*To-do list:*
- a) In the excerpt on adversarial depth estimation, what name is given to the framework it describes?
- b) Pick up the excerpt on adversarial depth estimation right after its last sentence and keep writing it.

Generative Adversarial Networks. GANs [14] recently gained popularity by enabling to cast computer vision problems as a competitive task between two networks. Such methodology achieved impressive performance for image generalization [5, 34], editing [55] and representation learning [28, 34] tasks. More recent applications include text-to-image [36, 53] and image-to-image [56] translations.

3 Method Overview

In this section we describe our adversarial framework for unsupervised monocular depth estimation. State-of-the-art approaches rely on single network to accomplish this task. In contrast, at the core of our strategy there is a novel loss function based on a two players min-max game between two adversarial networks, as shown in Fig. 2. This is done by using both a generative and a discriminative model competing on two different tasks, each one aimed at prevailing the other. This section discusses the geometry of the problem and how it is used to take advantages of 2D photometric constraints with a generative adversarial approach in a totally unsupervised manner. We refer to our framework as MonoGAN.

*Raw records:*
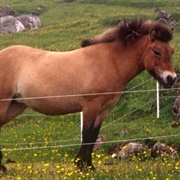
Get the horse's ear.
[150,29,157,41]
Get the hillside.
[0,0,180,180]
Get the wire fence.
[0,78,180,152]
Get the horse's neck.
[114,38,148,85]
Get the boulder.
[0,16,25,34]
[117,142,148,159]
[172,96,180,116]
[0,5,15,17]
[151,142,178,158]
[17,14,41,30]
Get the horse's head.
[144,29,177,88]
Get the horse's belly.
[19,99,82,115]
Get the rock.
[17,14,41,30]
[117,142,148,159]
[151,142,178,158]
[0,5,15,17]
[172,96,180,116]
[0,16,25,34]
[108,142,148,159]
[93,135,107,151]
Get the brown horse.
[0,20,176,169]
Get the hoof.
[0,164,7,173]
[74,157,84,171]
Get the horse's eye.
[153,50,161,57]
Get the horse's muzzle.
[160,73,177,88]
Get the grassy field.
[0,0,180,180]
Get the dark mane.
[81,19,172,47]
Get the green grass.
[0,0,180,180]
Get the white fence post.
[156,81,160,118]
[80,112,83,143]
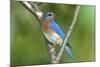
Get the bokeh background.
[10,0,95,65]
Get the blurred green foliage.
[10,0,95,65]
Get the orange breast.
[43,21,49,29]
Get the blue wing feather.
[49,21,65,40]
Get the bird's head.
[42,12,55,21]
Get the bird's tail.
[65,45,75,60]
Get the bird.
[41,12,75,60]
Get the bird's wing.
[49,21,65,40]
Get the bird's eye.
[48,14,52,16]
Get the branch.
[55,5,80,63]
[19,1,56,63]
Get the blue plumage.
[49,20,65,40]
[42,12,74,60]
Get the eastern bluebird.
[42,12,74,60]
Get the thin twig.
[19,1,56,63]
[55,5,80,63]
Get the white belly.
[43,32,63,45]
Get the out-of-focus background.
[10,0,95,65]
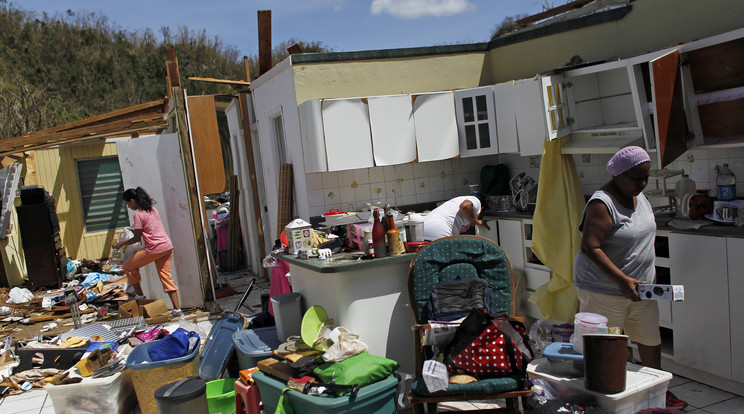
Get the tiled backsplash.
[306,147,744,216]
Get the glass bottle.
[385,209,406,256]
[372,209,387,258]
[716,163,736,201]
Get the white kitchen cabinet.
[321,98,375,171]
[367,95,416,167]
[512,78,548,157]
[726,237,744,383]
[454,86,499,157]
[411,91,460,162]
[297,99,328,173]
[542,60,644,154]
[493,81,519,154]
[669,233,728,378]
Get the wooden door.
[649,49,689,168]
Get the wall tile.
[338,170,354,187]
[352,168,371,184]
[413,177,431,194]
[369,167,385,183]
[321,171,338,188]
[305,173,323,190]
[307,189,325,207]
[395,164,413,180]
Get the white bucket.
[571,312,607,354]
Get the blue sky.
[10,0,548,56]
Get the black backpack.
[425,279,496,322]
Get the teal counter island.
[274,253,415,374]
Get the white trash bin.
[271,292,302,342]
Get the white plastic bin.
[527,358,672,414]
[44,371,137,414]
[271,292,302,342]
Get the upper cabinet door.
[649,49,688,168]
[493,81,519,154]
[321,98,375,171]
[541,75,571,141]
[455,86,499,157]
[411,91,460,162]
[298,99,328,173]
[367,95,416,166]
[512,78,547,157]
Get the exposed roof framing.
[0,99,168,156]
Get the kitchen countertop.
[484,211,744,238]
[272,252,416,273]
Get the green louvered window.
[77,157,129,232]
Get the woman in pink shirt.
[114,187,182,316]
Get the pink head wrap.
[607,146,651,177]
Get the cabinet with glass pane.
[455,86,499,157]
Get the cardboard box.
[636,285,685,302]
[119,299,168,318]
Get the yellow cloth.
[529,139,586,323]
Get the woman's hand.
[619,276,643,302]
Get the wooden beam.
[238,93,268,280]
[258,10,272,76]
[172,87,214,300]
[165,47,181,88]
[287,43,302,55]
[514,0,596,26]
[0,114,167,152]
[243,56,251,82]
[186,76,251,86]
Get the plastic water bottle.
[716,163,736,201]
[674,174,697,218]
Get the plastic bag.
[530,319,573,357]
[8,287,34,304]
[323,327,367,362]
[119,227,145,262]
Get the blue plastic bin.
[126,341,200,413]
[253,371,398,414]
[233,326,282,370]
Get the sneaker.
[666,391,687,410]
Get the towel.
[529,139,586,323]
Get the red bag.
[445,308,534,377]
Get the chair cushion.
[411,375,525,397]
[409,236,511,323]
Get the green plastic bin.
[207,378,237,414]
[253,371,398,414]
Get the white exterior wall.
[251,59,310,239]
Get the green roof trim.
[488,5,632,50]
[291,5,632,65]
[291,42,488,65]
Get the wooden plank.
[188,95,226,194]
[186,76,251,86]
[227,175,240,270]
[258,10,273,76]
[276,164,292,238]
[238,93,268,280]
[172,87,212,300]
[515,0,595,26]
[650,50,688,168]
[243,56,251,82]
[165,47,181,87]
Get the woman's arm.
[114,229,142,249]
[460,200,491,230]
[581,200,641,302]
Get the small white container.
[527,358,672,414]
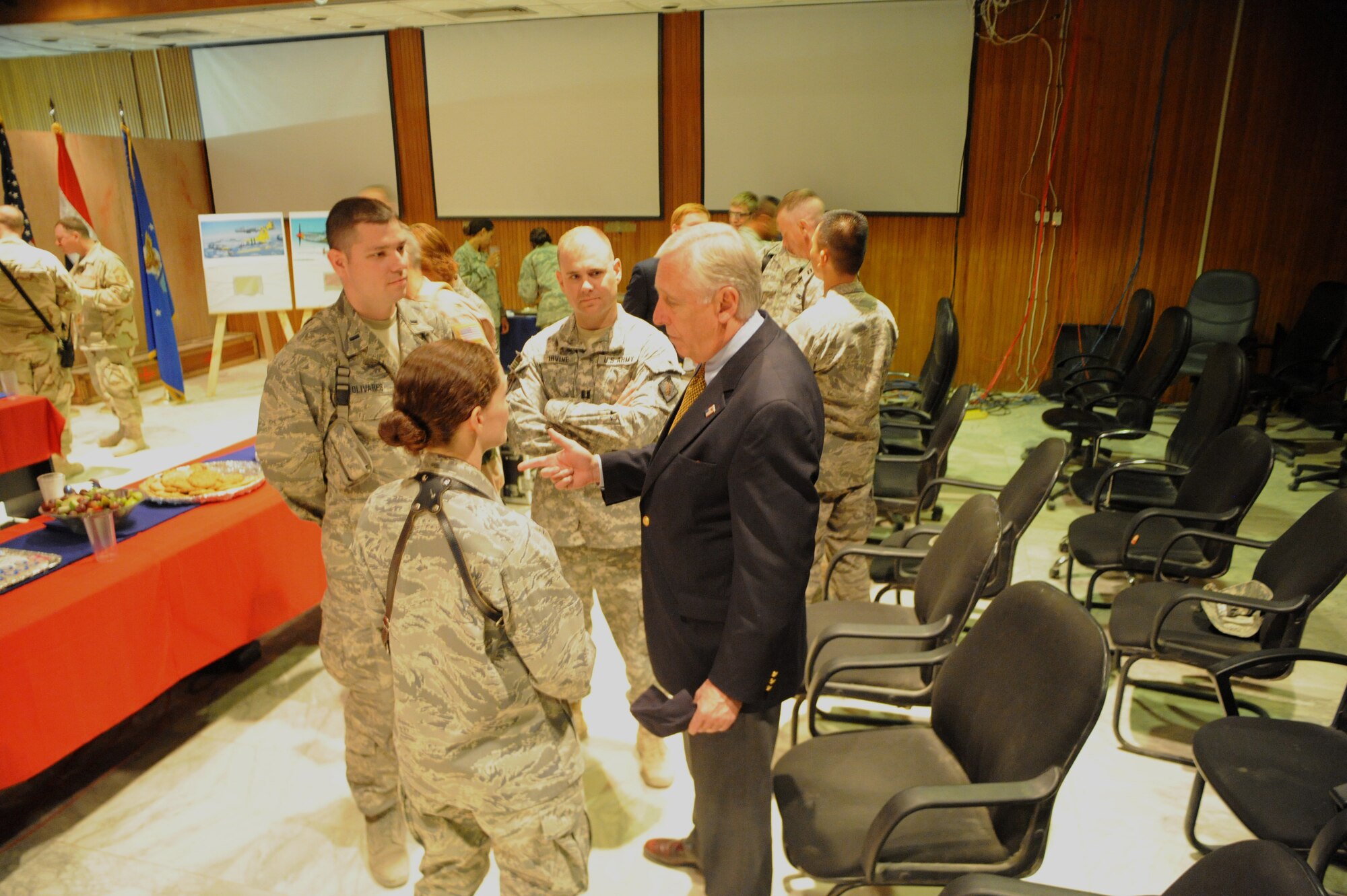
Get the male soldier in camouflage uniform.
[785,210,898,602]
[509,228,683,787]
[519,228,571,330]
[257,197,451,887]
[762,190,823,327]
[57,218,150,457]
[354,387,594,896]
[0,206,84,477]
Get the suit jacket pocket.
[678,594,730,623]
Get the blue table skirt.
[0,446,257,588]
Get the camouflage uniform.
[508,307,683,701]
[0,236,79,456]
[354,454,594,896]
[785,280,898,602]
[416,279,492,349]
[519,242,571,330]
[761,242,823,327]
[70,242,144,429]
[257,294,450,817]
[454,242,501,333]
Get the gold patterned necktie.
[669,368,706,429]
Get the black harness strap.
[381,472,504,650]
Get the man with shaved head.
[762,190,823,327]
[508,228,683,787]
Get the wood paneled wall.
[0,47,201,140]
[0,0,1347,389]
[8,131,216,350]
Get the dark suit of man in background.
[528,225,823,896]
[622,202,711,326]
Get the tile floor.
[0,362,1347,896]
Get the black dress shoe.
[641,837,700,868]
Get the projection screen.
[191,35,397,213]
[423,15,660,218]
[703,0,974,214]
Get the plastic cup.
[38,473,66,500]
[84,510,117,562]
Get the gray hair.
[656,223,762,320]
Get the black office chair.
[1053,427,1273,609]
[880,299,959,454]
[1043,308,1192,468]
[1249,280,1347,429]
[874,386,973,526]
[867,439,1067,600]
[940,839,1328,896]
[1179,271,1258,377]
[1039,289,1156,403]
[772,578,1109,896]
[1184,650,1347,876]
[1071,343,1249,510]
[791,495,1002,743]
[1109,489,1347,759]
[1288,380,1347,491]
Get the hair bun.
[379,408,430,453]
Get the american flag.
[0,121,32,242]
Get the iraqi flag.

*Expected responses:*
- a) MonoGAN

- b)
3.1 Generator Model for Monocular Depth Estimation

The main goal of our framework is to estimate an accurate depth map from a single image without relying on hard to find ground-truth depth labels for training. For this purpose, we can model this problem as a domain transfer task: given an input image x, we want to obtain a new representation \(y = G(x)\) in the depth domain. In other contexts, GAN models have been successfully deployed for image-to-image translation [56]. For our purpose a generator network, depicted in blue in Fig. 2, is trained to learn a transfer function \(G: \mathcal {I} \rightarrow \mathcal {D}\) mapping an input image from \(\mathcal {I}\) to \(\mathcal {D}\), respectively, the RGB and the depth domain. To do so, it is common practice to train the generator with loss signals enforcing structure consistency across the two domains to preserve object shapes, spatial consistency, etc. Similarly, this can be done for our specific goal by exploiting view synthesis. That is, projecting RGB images into 3D domain according to estimated depth and then back-projecting to new synthesized view for which we need a real image to compare with. To make it possible, for each training sample at least two images from different points of view are required to enable the image reconstruction process described so far. In literature, this strategy is used by other unsupervised techniques for monocular depth estimation, exploiting both unconstrained sequences [54] or stereo imagery [13]. In this latter case, given two images \(i^l\) and \(i^r\) acquired by a stereo setup, the generator estimates inverse depth (i.e., disparity) \({d}^l\) used to obtain a synthesized image \(\tilde{i}^l\) by warping \({i}^r\) with bilinear sampler function [16] being it fully differentiable and thus enabling end-to-end training. If \({d}^l\) is accurate, shapes and structures are preserved after warping, while an inaccurate estimation would lead to distortion artifacts as shown on the right of Fig. 3. This process is totally unsupervised with respect to the \(\mathcal {D}\) domain and thus it does not require at all ground-truth labels at training time. Moreover, by estimating a second output \({d}^r\), representing the inverse mapping from \({i}^l\) to \({i}^r\), allows to use additional supervisory signals by enforcing consistency in the \(\mathcal {D}\) domain (i.e., Left-Right consistency constraint).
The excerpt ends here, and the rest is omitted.